● **Trecho selecionado**:
———

Luís Fellipe Santos, de 17 anos, raspou a cabeça depois de vários tratamentos para tentar mudar o cabelo, que o incomodava muito. Hoje, se sente satisfeito, mas ainda assim busca um corpo perfeito. Quando criança, sonhava em ser jogador de futebol. Era “bom de bola”, mas desistiu da ideia porque não passava nos testes em razão da baixa estatura. Quando entrou na adolescência, cresceu e decidiu ganhar músculos. Matriculou-se em uma academia, faz musculação diariamente e toma suplementos alimentares, mas sem qualquer orientação especializada. “Por enquanto, pretendo continuar com a minha rotina, com o que estou fazendo. Não tenho orientação de nutricionista. A questão de alimentação, procuro entender e fazer de acordo com o que possa ser bom para os meus objetivos.”
Para a pediatra Marília Maakaroun, especialista em psiquiatria e psicologia da infância e adolescência, casos como o de Maria Fernanda se enquadram na chamada “ditadura da beleza”. Por isso, é um problema de saúde pública. “Estamos vivendo em uma sociedade que privilegia a beleza, a forma esguia para as meninas e o corpo sarado e musculoso para os meninos. As crianças, desde os primeiros anos da escola, vivenciam a tirania imposta pelo uso de mochilas de marca, celulares de última geração e outros itens de consumo. O poder do modismo imposto pela mídia transtorna aquele que, na busca de si, vivencia transformações que nunca atendem a seus desejos, porque ainda é imaturo, e, muito menos, ao ideal, que é vendido pelas propagandas veiculadas pela televisão.”
Segundo a médica, a imagem que o adolescente aspira construir de si é projetada pelo mundo externo, e, portanto, ele acaba sofrendo, com angústia, um conflito entre o que ele é e o que acredita que deva ser. “Essa condição pode adoecer as meninas, que fazem sacrifícios em nome da beleza, conduzindo-as à desnutrição, por meio de quadros clínicos de anorexia e bulimia, com grande infortúnio como desfecho. Os meninos podem passar a utilizar anabolizantes que não moldam, mas deformam os corpos e provocam efeitos deletérios também à saúde.”

———

● **Dados em análise**:

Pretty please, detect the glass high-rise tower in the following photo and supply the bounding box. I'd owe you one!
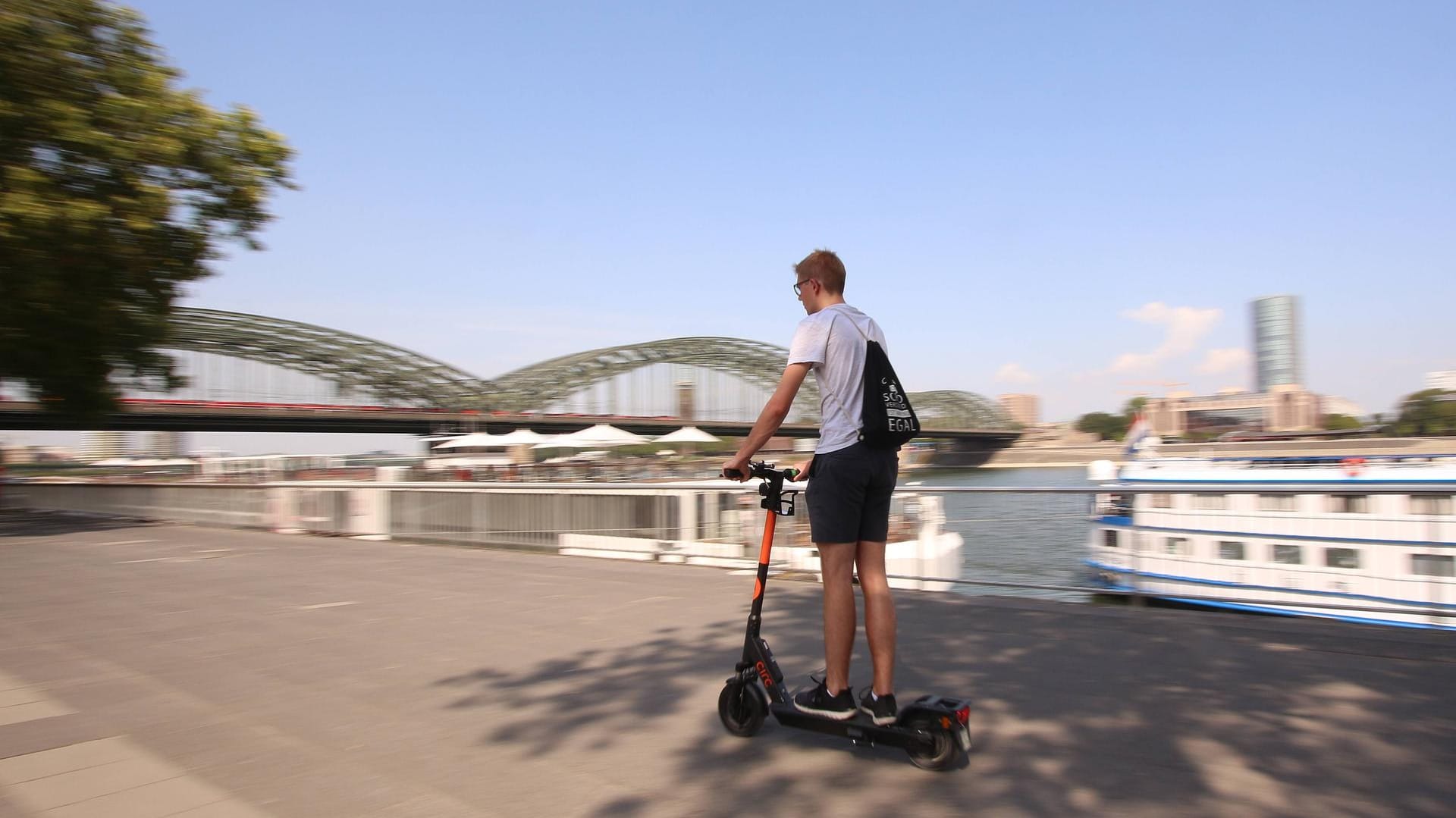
[1254,296,1304,391]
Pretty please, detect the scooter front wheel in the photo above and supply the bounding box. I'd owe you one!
[718,680,769,738]
[905,719,961,770]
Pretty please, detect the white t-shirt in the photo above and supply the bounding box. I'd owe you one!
[789,304,890,454]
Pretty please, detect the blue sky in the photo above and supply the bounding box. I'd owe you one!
[11,0,1456,451]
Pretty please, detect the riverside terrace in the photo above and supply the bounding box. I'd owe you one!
[0,512,1456,818]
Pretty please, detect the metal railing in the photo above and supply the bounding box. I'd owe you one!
[6,481,1456,625]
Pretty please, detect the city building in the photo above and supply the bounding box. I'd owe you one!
[1252,296,1304,391]
[147,432,188,459]
[1143,384,1322,437]
[82,432,131,462]
[1426,370,1456,391]
[1000,394,1041,427]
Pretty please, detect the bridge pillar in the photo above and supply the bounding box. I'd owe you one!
[677,380,696,421]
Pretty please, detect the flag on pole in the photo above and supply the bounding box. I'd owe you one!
[1122,412,1152,457]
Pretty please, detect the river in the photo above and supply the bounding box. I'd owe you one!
[900,465,1092,601]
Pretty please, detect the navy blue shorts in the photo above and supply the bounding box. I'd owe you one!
[804,443,900,543]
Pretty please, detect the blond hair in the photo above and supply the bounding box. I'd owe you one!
[793,250,845,296]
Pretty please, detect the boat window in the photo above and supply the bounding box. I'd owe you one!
[1274,544,1304,565]
[1260,495,1294,511]
[1219,540,1244,559]
[1410,554,1456,576]
[1410,495,1453,516]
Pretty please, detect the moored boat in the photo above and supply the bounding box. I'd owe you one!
[1087,450,1456,628]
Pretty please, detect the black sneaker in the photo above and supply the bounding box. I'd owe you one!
[859,688,897,726]
[793,677,855,722]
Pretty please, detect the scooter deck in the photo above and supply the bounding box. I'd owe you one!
[769,701,935,751]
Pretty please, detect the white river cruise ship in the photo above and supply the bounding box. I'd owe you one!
[1087,456,1456,628]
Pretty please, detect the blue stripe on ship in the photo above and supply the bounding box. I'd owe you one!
[1086,559,1456,610]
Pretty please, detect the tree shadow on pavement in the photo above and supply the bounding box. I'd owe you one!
[0,509,152,537]
[440,587,1456,818]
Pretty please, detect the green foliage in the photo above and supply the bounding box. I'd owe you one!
[1078,412,1131,440]
[1393,389,1456,437]
[0,0,293,418]
[1322,415,1364,432]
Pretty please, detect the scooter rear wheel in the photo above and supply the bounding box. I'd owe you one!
[905,718,961,770]
[718,682,769,738]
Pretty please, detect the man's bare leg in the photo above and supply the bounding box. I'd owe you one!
[815,543,850,696]
[855,540,896,696]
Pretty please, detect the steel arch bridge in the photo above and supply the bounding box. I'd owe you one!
[166,307,1016,431]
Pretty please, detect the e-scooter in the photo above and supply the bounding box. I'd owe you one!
[718,463,971,770]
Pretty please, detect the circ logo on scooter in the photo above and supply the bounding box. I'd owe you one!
[755,660,774,687]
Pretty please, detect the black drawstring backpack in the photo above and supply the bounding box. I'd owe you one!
[826,312,920,450]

———

● **Tarefa**:
Responda com base no trecho sobre a busca pelo corpo perfeito:
(a) Por que Luís Fellipe Santos desistiu de ser jogador de futebol?
(b) Qual é a especialidade da pediatra Marília Maakaroun?
(c) Segundo a médica, o que os anabolizantes fazem com o corpo dos meninos?
Use só o trecho para responder.

● **Resolução**:
(a) Porque não passava nos testes por causa da baixa estatura.
(b) Ela é especialista em psiquiatria e psicologia da infância e adolescência.
(c) Eles não moldam o corpo, mas o deformam, e também fazem mal à saúde.